[Start of THE DATA]

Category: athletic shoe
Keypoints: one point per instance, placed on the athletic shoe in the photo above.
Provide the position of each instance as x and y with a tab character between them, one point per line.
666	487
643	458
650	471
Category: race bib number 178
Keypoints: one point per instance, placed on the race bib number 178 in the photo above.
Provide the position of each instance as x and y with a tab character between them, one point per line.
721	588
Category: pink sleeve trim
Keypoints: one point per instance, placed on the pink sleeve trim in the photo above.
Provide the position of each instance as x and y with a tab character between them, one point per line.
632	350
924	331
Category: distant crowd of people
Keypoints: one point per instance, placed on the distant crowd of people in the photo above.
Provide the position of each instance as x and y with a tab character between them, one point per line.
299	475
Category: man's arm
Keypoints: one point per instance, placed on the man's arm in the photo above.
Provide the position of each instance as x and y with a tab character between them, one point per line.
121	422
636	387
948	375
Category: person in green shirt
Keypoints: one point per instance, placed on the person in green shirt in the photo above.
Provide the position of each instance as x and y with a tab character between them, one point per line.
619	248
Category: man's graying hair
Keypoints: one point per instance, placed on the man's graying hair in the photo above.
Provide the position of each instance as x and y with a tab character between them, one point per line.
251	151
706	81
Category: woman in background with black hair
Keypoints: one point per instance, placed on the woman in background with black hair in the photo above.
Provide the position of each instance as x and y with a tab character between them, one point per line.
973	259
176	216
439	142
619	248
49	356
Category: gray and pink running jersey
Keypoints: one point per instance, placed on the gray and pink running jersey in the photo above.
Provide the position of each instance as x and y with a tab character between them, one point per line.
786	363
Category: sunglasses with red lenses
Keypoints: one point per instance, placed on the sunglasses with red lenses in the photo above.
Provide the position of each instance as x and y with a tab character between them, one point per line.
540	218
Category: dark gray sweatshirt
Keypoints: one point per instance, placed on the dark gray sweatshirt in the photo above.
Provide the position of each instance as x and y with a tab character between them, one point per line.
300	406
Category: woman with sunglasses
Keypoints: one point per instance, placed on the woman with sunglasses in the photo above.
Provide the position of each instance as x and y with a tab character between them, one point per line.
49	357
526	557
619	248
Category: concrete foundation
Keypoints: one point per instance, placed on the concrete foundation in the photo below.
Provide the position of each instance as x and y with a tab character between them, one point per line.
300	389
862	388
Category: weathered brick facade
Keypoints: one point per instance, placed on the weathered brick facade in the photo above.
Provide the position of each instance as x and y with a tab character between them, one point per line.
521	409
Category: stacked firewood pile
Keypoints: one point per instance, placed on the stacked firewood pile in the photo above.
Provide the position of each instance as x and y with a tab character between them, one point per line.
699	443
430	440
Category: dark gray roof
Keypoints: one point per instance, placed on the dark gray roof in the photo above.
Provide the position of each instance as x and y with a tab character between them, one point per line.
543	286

[End of THE DATA]

Render every line of the rows above as a Markdown table with two columns, Index and Line, putting each line's sequential number under Index and omitting blank lines.

### SOLUTION TO THIS EXERCISE
| Index | Line |
|---|---|
| 1 | Category: athletic shoe |
| 2 | Keypoints: one point per instance, placed on the athletic shoe in the photo above. |
| 3 | Provide the position of each instance as x and y with a tab character between them, one point per line. |
| 4 | 666	487 |
| 5 | 643	458 |
| 6 | 650	471 |
| 7 | Category: race bib number 178 |
| 8 | Keypoints: one point per instance, placed on the race bib number 178 in the photo above. |
| 9 | Provide the position of each instance as x and y with a tab character between them, one point per line. |
| 10 | 721	588 |
| 11 | Category: pink sleeve trim |
| 12 | Keypoints: one point per instance, placed on the pink sleeve trim in the photo above. |
| 13 | Provide the position of each instance as x and y with a tab character between them, one point per line. |
| 14 | 632	350 |
| 15 | 924	331 |
| 16 | Category: distant crowd of people |
| 17 | Keypoints: one point per instance, placed on the distant crowd of people in the photo above. |
| 18 | Provide the position of each instance as x and y with a tab character between them, one point per line. |
| 19 | 299	475 |
| 20 | Category: man's arm |
| 21 | Keypoints: one point per instance, placed on the man's arm in the photo above. |
| 22 | Provide the position of each instance as x and y with a tab character between them, one point per line. |
| 23 | 121	422 |
| 24 | 636	387 |
| 25 | 948	375 |
| 26 | Category: person in green shirt |
| 27 | Keypoints: one point per instance, placed on the person in green shirt in the photo above. |
| 28 | Provide the position of each instance as x and y with a tab character between them, one point per line. |
| 29 | 619	248 |
| 30 | Category: man's graying hair |
| 31 | Keypoints: one point per instance, placed on the man's graying hair in the photo above. |
| 32 | Provide the position of each instance as x and y with a tab character between them, one point per line. |
| 33 | 251	151 |
| 34 | 706	81 |
| 35 | Category: woman in background with black hair |
| 36 | Keypoints: one point per instance, placed on the woman in background with black hair in the photo above. |
| 37 | Provide the position of each instance as x and y with a tab character between them, one point per line. |
| 38 | 973	259 |
| 39 | 176	216 |
| 40 | 439	142 |
| 41 | 619	248 |
| 42 | 49	356 |
| 43 | Category: gray and pink running jersey |
| 44 | Keypoints: one point per instance, placed on the gray and pink running jersey in the photo above. |
| 45 | Provide the position of each instance as x and y with a tab character between them, one point per line. |
| 46 | 786	363 |
| 47 | Category: sunglasses with red lenses |
| 48 | Keypoints: one point per instance, placed on the sunglasses with red lenses in the photo above. |
| 49 | Provide the position of each instance as x and y with a tab character between them, one point per line. |
| 50 | 540	218 |
| 51 | Category: dark gray sweatshirt |
| 52 | Keypoints: one point per instance, placed on the dark gray sweatshirt in the photo above. |
| 53 | Provide the position of each instance as x and y with a tab character between them, one point per line. |
| 54 | 300	406 |
| 55 | Category: woman with sunglasses |
| 56 | Keypoints: one point per instance, placed on the woman with sunglasses in the photo above. |
| 57 | Provide the position of each instance as x and y with a tab character between them, one point per line. |
| 58 | 49	357 |
| 59 | 526	557 |
| 60 | 619	248 |
| 61 | Category: concrete foundation |
| 62 | Keypoints: one point per instance, placed on the concrete foundation in the photo below. |
| 63 | Provide the position of each instance as x and y with a tab character between them, one point per line. |
| 64 | 300	389 |
| 65 | 862	388 |
| 66 | Category: weathered brick facade |
| 67 | Keypoints: one point per instance, placed on the weathered brick facade in the photo above. |
| 68 | Provide the position of each instance as x and y with a tab character between them, one point per line. |
| 69 | 521	409 |
| 70 | Category: stacked firewood pile |
| 71 | Keypoints: one point per instance, placed on the stacked firewood pile in the photo above. |
| 72 | Provide the position of each instance as x and y with a tab character between them, one point per line. |
| 73 | 699	443 |
| 74 | 430	440 |
| 75 | Category: dark gray roof |
| 76 | Keypoints: one point per instance, placed on the dark gray roof in the photo above. |
| 77 | Provide the position of each instance as x and y with a tab character between them, one point per line. |
| 78 | 543	286 |